> [INFORMATION PROVIDED]
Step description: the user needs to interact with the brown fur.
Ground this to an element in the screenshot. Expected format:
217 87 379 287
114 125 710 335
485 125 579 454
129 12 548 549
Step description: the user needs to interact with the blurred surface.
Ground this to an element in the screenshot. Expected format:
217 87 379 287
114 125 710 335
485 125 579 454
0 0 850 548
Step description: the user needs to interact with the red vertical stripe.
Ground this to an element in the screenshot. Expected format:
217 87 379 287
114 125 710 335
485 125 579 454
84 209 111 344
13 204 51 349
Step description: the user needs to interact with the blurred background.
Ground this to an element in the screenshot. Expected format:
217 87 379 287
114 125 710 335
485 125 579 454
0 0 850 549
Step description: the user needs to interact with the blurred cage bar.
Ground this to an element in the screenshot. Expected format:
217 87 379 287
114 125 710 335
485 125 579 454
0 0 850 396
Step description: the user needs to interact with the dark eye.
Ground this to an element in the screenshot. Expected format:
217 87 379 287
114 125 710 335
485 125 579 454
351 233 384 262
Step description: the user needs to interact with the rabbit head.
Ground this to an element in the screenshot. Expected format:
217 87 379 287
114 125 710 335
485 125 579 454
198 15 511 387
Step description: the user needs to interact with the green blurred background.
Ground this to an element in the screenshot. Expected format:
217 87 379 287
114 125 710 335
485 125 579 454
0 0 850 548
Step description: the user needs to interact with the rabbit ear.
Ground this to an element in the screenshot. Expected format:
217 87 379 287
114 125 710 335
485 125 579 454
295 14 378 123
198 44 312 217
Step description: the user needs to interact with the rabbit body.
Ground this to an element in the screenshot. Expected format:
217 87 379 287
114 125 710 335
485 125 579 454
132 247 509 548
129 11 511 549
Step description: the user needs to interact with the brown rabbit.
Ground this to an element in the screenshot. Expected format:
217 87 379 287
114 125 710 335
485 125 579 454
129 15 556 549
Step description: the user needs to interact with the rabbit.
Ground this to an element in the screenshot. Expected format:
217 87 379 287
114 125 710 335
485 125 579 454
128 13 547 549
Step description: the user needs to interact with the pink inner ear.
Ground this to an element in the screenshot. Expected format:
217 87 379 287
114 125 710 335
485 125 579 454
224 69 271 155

> [DIRECTIONS]
State how many lines of the material above contain the string "background", with case counting, and reply with that number alone.

> [SOLUTION FOR THIS EXERCISE]
2